++++ EXCERPT TO READ

Friday, August 21, 2020

Think about socialism (2020)

From the August 2020 issue of the Socialist Standard
In July, BBC Radio 4 ran a series of programmes on ‘rethinking’ things in the light of the experience of the coronavirus and lockdown. Here are contributions sent by two Socialist Party members.
If we want the world to change for the better, we have to change everything. Otherwise we’re just rearranging the deckchairs. And so far that’s what the ‘Rethink’ programmes have been about – slightly different ways of doing the same thing. By ‘the same thing’ I mean vast economic inequality with a tiny number of people wallowing in most of the wealth we all produce. I mean the market forcing its decisions on governments. I mean the whole buying and selling and working for wages system. What do I offer in its place? I offer using the world’s abundant resources to feed, clothe and house everyone to a decent level through a system of voluntary cooperation and democratic organisation with free access to all goods and services. People contribute their work and skills according to their ability and take according to need.It can be achieved by people in a majority getting together, deciding this is what they want and voting for it democratically on a world scale. What can be simpler? Give this system what name you like, it doesn’t matter – all it needs is an effort of the imagination.
HM

 There’s never been a better time to ‘rethink’, but the rethinking has got to be truly radical. It has taken a blip in capitalism for millions of people worldwide to be thrown on the scrapheap and be plunged into despair, for people who never thought it would be possible to have to resort to foodbanks in this country and to face starvation elsewhere. That’s how precarious capitalism is for nearly all of us with its imperative to sell, sell, sell, to consume, consume, consume. Once something happens to prevent that, all hell breaks loose. But, if we don’t do something significant now, the regime we live under will just carry on and all the well–meaning attempts to make things better – for example the green movement, the feminist movement, the BLM movement – will just be co-opted by the system, absorbed into it and there won’t be that fundamental change that’s necessary. By fundamental change I mean looking beyond producing things for profit and instead producing for need via a collective, voluntary effort by humanity as a whole. In that sense the Covid crisis has pointed the way. It’s shown that we can get together collectively and help one another in a constructive organised way. The lesson we need to take from this is that we can and have to organise society in just this way. It’s the need we all have to make money to survive that has caused Covid-19 and that, even without any virus crisis, causes wars and poverty. If we don’t move to a rational, resource-based organisation of society where we are all economically equal, we can ‘rethink’ till we’re blue in the face, but it will be the ‘same old same old’.

++++++++

**BRIEF:**
Can you print the socialism article word for word, from "From the August" down to "Socialist Party members."? The items aren't needed.

++++ GIVEN DATA

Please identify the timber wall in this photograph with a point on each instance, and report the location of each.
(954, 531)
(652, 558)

++++++++
++++ GIVEN DATA

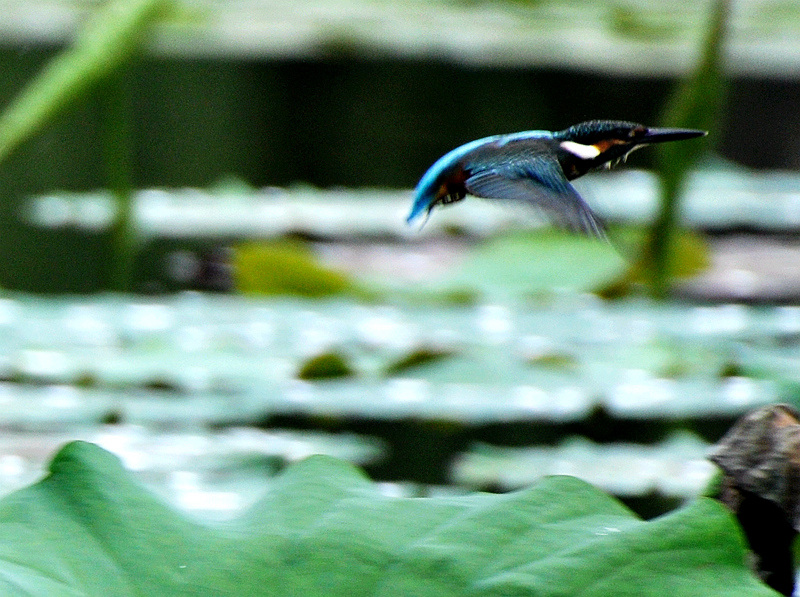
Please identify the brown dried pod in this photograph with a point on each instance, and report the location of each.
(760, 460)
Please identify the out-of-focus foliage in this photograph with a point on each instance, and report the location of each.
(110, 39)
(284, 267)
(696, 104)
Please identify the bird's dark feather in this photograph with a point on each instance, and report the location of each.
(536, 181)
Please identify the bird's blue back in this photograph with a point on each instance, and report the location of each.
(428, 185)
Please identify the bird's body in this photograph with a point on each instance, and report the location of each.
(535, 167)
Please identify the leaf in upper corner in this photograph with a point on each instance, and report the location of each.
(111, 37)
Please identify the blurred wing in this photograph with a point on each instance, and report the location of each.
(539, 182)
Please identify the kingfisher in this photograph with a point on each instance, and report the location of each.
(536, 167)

++++++++

**ANSWER FOR THIS EXERCISE:**
From the August 2020 issue of the Socialist Standard
In July, BBC Radio 4 ran a series of programmes on ‘rethinking’ things in the light of the experience of the coronavirus and lockdown. Here are contributions sent by two Socialist Party members.